# DATA TO PROCESS
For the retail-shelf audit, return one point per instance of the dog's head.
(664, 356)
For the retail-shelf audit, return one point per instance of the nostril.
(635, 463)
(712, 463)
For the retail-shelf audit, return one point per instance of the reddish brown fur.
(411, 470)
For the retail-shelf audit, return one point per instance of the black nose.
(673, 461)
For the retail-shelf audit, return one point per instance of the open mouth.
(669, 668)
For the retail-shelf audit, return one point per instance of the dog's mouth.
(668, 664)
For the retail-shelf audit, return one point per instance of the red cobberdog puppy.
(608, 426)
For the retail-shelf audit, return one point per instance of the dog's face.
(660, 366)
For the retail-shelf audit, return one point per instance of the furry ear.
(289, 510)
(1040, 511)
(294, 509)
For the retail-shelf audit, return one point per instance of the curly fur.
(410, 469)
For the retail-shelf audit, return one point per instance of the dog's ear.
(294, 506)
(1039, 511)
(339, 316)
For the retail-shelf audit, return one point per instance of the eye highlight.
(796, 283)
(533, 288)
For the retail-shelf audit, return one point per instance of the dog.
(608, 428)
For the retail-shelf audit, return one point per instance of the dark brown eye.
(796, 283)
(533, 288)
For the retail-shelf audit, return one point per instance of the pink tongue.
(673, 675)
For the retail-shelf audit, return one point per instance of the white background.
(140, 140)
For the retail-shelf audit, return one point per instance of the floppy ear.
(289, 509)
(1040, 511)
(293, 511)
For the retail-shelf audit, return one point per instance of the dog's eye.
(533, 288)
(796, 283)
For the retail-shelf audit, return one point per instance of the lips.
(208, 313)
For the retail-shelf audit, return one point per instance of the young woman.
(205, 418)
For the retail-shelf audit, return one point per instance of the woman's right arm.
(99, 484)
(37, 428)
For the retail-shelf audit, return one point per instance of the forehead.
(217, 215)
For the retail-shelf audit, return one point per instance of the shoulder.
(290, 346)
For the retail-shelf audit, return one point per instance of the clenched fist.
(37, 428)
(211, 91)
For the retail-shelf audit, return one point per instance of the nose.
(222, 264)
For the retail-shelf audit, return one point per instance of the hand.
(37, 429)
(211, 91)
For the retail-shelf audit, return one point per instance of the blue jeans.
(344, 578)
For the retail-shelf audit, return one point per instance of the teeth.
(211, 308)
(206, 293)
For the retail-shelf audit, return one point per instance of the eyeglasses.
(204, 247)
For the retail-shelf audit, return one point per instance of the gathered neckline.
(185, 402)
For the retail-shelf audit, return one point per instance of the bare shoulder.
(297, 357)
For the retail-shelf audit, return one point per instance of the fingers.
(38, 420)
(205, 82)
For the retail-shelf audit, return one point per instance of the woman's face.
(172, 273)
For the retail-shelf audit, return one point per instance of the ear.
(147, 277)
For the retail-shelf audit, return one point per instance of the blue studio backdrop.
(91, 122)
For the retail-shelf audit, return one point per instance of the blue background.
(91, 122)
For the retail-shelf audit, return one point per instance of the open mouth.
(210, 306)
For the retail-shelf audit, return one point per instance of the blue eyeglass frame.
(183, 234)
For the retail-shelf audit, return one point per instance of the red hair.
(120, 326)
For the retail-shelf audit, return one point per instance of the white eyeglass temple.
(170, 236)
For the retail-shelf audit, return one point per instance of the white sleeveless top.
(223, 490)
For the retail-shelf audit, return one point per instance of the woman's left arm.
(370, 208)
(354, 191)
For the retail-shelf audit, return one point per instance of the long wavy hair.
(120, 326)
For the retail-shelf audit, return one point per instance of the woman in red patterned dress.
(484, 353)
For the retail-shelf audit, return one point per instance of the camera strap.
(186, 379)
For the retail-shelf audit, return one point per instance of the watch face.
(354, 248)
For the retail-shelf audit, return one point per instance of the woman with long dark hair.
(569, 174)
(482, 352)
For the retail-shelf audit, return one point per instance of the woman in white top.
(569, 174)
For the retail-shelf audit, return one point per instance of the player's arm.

# WHAT YOU ARE ASKED TO DO
All lines from the one with "of the eyeglasses." through the final line above are to be quoted exactly; quote no other line.

# RESPONSE TO THIS EXERCISE
For the retail-shelf audit, return one point per instance of the eyeglasses.
(204, 247)
For the retail-shelf audit, return one point per instance of the gathered neckline.
(185, 402)
For the retail-shelf audit, return one point per instance of the bare shoulder.
(297, 357)
For the retail-shelf audit, return one point per instance of the fingers.
(38, 420)
(205, 82)
For the retail-shelf audit, return one point per instance of the woman's face.
(172, 273)
For the retail-shelf audit, return one point per instance of the ear.
(147, 277)
For the retail-shelf audit, return one point per instance of the blue studio backdrop.
(91, 122)
For the retail-shelf audit, return one point per instance of the blue background.
(91, 122)
For the retail-shelf audit, return one point per instance of the open mouth.
(210, 306)
For the retail-shelf audit, return one point per instance of the blue eyeglass frame.
(183, 234)
For the retail-shelf audit, return one point per instance of the red hair.
(120, 326)
For the retail-shelf audit, return one point per instance of the white eyeglass temple.
(170, 236)
For the retail-shelf audit, return one point per instance of the white sleeveless top.
(223, 490)
For the retail-shelf audit, return one point per instance of the woman's left arm.
(370, 208)
(354, 191)
For the retail-shelf audit, return one point per instance of the long wavy hair.
(120, 326)
For the retail-shelf audit, return one point per instance of the woman in red patterned dress.
(484, 353)
For the retail-shelf audit, return one point per instance of the camera strap.
(186, 379)
For the retail-shelf audit, return one point per instance of the watch face.
(354, 248)
For the retail-shelf audit, return one point per instance of the woman with long dark hair.
(569, 174)
(482, 352)
For the retail-shelf audit, return one point per instance of the woman in white top.
(569, 174)
For the retail-shelf audit, return one point per instance of the player's arm.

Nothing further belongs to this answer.